**Exercise details**: Write out, unchanged, the lines from the one holding "Expected behaviour: for every instance of the white" to the close of the listing. Both the first and last lines belong in it.

--- --- ---

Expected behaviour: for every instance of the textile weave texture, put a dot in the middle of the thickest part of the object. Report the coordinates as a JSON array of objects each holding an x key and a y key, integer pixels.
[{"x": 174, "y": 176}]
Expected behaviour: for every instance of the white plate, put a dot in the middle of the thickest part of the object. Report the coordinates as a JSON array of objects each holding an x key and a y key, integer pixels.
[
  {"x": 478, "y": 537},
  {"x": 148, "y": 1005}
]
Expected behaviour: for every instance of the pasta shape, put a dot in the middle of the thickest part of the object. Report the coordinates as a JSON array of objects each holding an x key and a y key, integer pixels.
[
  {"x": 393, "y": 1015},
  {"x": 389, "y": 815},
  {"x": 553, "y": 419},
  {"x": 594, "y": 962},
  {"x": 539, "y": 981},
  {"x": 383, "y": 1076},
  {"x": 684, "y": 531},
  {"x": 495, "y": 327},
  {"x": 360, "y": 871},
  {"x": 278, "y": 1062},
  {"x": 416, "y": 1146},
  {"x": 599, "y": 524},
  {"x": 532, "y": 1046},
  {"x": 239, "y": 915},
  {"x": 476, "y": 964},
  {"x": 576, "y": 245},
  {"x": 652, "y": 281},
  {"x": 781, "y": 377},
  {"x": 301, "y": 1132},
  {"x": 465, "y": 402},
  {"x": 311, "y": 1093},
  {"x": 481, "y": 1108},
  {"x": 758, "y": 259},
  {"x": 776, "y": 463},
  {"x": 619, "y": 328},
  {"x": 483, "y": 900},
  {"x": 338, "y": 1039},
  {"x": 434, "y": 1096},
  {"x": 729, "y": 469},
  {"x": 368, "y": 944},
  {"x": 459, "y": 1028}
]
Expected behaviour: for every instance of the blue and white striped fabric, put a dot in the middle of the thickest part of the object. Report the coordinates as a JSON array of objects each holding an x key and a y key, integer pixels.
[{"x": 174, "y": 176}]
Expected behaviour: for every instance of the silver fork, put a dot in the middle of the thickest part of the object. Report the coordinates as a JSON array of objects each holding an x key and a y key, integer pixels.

--- --- ---

**Solution to this exercise**:
Expected behaviour: for every instance of the white plate, put a dot in the middle of the thickest part of the object. Report the coordinates as a JSON array of objects each holding an x key and a y key, integer pixels.
[
  {"x": 478, "y": 537},
  {"x": 148, "y": 1005}
]
Expected behaviour: for every instance of the pasta shape, put a dot in the middle of the thickest part of the object. Report the coordinates as a JSON array of objects each holding an x key and a y key, integer pixels.
[
  {"x": 393, "y": 1015},
  {"x": 389, "y": 815},
  {"x": 553, "y": 419},
  {"x": 594, "y": 962},
  {"x": 539, "y": 981},
  {"x": 383, "y": 1076},
  {"x": 684, "y": 531},
  {"x": 495, "y": 327},
  {"x": 360, "y": 871},
  {"x": 278, "y": 1062},
  {"x": 416, "y": 1146},
  {"x": 599, "y": 524},
  {"x": 532, "y": 1046},
  {"x": 239, "y": 915},
  {"x": 476, "y": 964},
  {"x": 576, "y": 245},
  {"x": 652, "y": 281},
  {"x": 781, "y": 377},
  {"x": 301, "y": 1132},
  {"x": 465, "y": 402},
  {"x": 311, "y": 1093},
  {"x": 481, "y": 1108},
  {"x": 758, "y": 259},
  {"x": 776, "y": 463},
  {"x": 619, "y": 328},
  {"x": 483, "y": 900},
  {"x": 338, "y": 1039},
  {"x": 434, "y": 1096},
  {"x": 729, "y": 469},
  {"x": 368, "y": 944},
  {"x": 459, "y": 1028}
]
Expected behaviour: for every instance of the blue and white striped fabric, put a dot in the middle of the thickest part of the object. Report the coordinates as a JSON array of objects each holding an x key and a y key, integer pixels.
[{"x": 174, "y": 176}]
Expected behaviour: for every instance of the silver fork, put a dot in the middle of the thickest part of the object. Report the coordinates as a JSON array of objects each holding an x key and a y key, integer pixels.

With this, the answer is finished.